Explore the material
[A] Repeat word for word the stretch of the abstract on estimating time since death from "Methodology" through "Corp., Armonk, NY).".
[B] In the abstract on estimating time since death, list the sources that the Methodology section says postmortem intervals were calculated from, estimated from, or determined from.
[C] Write the next part of the abstract on estimating time since death, starting after its final sentence.

Abstract
Background
Estimation of time since death/postmortem interval (PMI) forms a crucial component for all autopsy surgeons. With the subjectivity that is prevalent with conventional morphological and physical signs of death, newer-age modalities such as chemical analysis provide better precision. The easy accessibility and the resistance to putrefaction make vitreous humor the best choice for such chemical analysis. Thus, the present study's aim is to estimate the time since death in cases of unnatural death by investigating the potassium level changes in the vitreous humor.
Methodology
This is a facility-based cross-sectional study conducted in the mortuary under the Department of Forensic Medicine in a public tertiary healthcare teaching hospital in South India between August and September 2022. Deceased individuals fulfilling the inclusion and exclusion criteria were recruited in the study. Vitreous samples were collected from a single eye and analyzed using an autoanalyzer for potassium values. After due derivations, postmortem intervals were calculated from potassium values, then they were compared with the PMIs estimated using physical signs and those determined using official police records. Data were entered using MS Excel 20 (Microsoft Corporation, Redmond, Washington) and analyzed using the Statistical Package for the Social Sciences (SPSS) software, version 20 (IBM Corp., Armonk, NY).

Saved entries:
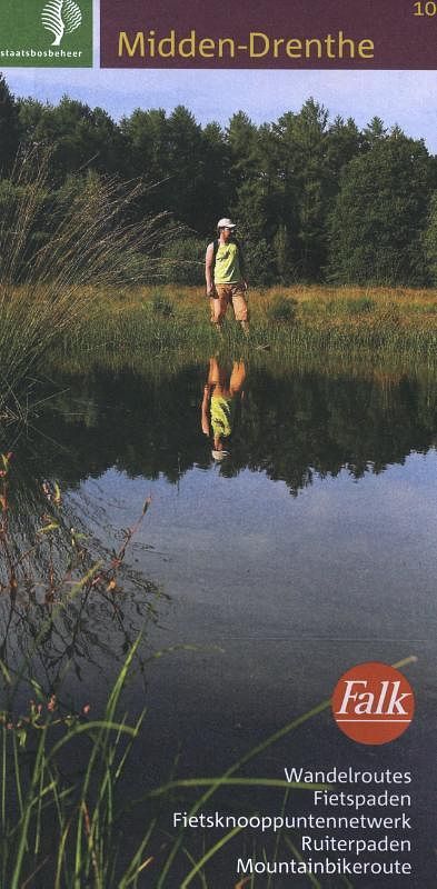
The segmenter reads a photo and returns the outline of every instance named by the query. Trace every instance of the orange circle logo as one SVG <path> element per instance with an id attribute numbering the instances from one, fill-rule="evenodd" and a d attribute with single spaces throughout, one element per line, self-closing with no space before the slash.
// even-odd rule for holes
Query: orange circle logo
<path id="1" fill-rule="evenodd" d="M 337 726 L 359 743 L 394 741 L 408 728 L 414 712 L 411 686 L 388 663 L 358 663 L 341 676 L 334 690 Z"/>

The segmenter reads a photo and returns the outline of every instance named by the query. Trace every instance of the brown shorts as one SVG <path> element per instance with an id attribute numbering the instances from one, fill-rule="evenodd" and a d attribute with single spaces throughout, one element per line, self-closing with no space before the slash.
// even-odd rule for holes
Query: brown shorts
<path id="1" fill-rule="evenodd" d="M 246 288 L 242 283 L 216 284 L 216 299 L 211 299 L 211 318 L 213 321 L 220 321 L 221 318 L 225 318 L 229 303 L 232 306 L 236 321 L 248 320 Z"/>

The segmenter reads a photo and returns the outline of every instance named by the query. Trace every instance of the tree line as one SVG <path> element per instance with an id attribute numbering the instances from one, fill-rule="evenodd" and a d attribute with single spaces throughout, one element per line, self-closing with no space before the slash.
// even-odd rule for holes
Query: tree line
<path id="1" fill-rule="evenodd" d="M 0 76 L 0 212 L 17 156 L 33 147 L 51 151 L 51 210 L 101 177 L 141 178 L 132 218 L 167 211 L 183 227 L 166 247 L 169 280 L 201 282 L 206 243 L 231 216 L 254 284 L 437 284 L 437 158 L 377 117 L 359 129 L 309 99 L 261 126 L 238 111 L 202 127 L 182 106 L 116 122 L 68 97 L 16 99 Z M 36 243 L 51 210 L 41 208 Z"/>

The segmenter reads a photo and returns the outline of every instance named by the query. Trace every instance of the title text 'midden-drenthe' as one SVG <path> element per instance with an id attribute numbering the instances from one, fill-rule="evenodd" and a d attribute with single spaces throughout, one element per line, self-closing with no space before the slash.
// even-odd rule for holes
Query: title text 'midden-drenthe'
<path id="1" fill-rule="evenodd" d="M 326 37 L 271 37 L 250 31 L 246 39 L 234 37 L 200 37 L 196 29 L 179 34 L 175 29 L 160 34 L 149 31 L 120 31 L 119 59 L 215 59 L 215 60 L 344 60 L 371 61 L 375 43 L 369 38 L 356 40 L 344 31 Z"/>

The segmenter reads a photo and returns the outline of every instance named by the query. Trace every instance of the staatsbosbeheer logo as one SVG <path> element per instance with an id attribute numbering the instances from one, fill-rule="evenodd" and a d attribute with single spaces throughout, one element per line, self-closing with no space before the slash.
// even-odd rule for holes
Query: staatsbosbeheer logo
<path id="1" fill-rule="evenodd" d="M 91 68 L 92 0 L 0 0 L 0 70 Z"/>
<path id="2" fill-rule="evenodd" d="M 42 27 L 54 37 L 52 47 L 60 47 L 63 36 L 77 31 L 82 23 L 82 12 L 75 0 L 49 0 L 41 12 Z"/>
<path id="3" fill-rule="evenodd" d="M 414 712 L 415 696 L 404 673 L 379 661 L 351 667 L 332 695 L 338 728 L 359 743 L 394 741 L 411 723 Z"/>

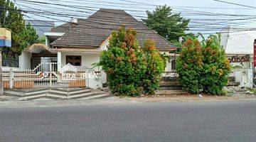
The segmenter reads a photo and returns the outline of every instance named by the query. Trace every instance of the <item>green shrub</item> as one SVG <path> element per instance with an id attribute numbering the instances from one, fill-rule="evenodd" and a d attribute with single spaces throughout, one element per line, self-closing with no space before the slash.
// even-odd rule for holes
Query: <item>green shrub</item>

Task-by-task outputs
[A]
Methodology
This is a facility-based cross-sectional study conducted in the mortuary under the Department of Forensic Medicine in a public tertiary healthcare teaching hospital in South India between August and September 2022. Deceased individuals fulfilling the inclusion and exclusion criteria were recruited in the study. Vitreous samples were collected from a single eye and analyzed using an autoanalyzer for potassium values. After due derivations, postmortem intervals were calculated from potassium values, then they were compared with the PMIs estimated using physical signs and those determined using official police records. Data were entered using MS Excel 20 (Microsoft Corporation, Redmond, Washington) and analyzed using the Statistical Package for the Social Sciences (SPSS) software, version 20 (IBM Corp., Armonk, NY).

[B]
- Potassium values
- Physical signs
- Official police records

[C]
Results
Of the 100 deceased individuals included in the study, 68% were men, and the majority (24%) belonged to the age group of 53-62 years. A linear relationship is said to exist between vitreous potassium concentration and postmortem interval. No correlation was seen between the ambient temperature and the potassium levels of the vitreous humor. PMI confirmed by the potassium levels seconded the PMI given by the police records and physical signs (Rigor mortis) (Spearman’s rho was statistically significant at the two-tailed level or at the 0.01 level with a kappa value of 0.88).
Conclusion
Potassium measurements in the vitreous humor to estimate the PMI are associated with improved accuracy and precision in determining the time since death. They are not affected by external factors, making them a reliable marker for the same.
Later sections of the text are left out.